Giselle – Opéra National de Bordeaux

Giselle, new design

Elle incarne l’archétype du ballet romantique, celle que toutes les étoiles rêvent un jour d’interpréter : Giselle, paysanne au destin tragique qui fait le bonheur des balletomanes depuis sa création en 1841, année où Carlotta Grisi lui donne vie sur la scène de l’Académie Royale de Musique. Programmé en cette fin d’année à l’Opéra National de Bordeaux, le ballet-pantomime se voit offrir un lifting signé Matali Crasset. Un lifting réussi.

Quel choc ce fut pour les Parisiens de découvrir Giselle au printemps 1841 : voir La Grisi sur pointes, tutu virevoltant ; entendre sa partition musicale d’un genre nouveau inspiré du bel canto ; se perdre dans les brumes irréelles de son acte 2. Petipa et Diaghilev ont eu le nez fin en relançant ce succès injustement mis au placard dès 1868. Depuis bon nombre de chorégraphes se sont mesurés à cette Himalaya de la danse classique. Et Giselle d’en voir de toutes les couleurs : Alicia Alonso et Mary Skeaping en ont bouleversé l’ordre des morceaux, Gabriella Martinez l’a assaisonné de la musique de Pink Floyd, Mats Ek et Maryse Delente l’ont enfermé à l’asile ou dans ses « désirs frénétiques » et malgré tout ces relectures Giselle n’en finit plus d’être dans les esprits la quintessence de la danse classique romantique, mélange immuable des genres de la pastorale, de la tragédie, du drame et du fantastique. Une image d’Epinal que le Ballet National de Bordeaux a décidé de relire à nouveau.

§ **Données enregistrées**
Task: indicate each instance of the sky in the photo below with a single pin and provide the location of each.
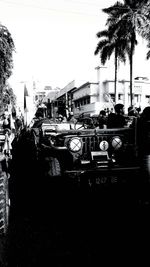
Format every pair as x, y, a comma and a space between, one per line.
55, 40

§ **Vos tâches**
1. Réécrivez sous forme de liste le paragraphe de l'extrait sur Giselle qui commence par « Quel choc ce fut pour les Parisiens », en conservant ses faits principaux.
2. D'après l'extrait sur Giselle, qui signe le lifting offert au ballet programmé à l'Opéra National de Bordeaux ?
3. Poursuivez l'extrait sur Giselle à partir de sa dernière phrase.

§ **Les réponses**
1.
- Au printemps 1841, Giselle surprend les Parisiens par la Grisi sur pointes en tutu, par une partition d'un genre nouveau inspirée du bel canto et par les brumes irréelles de l'acte 2.
- Après avoir été mis au placard dès 1868, ce succès est relancé par Petipa et Diaghilev.
- Depuis, bon nombre de chorégraphes s'y sont mesurés :
  - Alicia Alonso et Mary Skeaping ont bouleversé l'ordre des morceaux.
  - Gabriella Martinez y a ajouté la musique de Pink Floyd.
  - Mats Ek et Maryse Delente l'ont enfermé à l'asile ou dans ses « désirs frénétiques ».
- Malgré ces relectures, Giselle reste la quintessence de la danse classique romantique, mélange immuable de pastorale, de tragédie, de drame et de fantastique.
- Le Ballet National de Bordeaux a décidé de relire à nouveau cette image d'Épinal.

2. Le lifting est signé Matali Crasset.

3.
Eric Quilleré, directeur du ballet néo-aquitain, a eu l’idée de cette nouvelle production suite à un échange avec Emmanuel Hondré directeur de l’Opéra bordelais. Proposer une version plus contemporaine, qui trancherait avec celle de Charles Jude, au niveau des décors et des costumes tout en conservant la chorégraphie originale de Jean Coralli et Jules Perrot, tel en est le deal. Et ils furent très inspirés de jeter leur dévolu sur Matali Crasset, vierge de toute expérience dans l’art chorégraphique mais illustre designer explorant des univers éclectiques, allant de l’artisanat à la musique électronique, de l’industrie textile au commerce équitable, pour penser le reset de ce hit chorégraphique.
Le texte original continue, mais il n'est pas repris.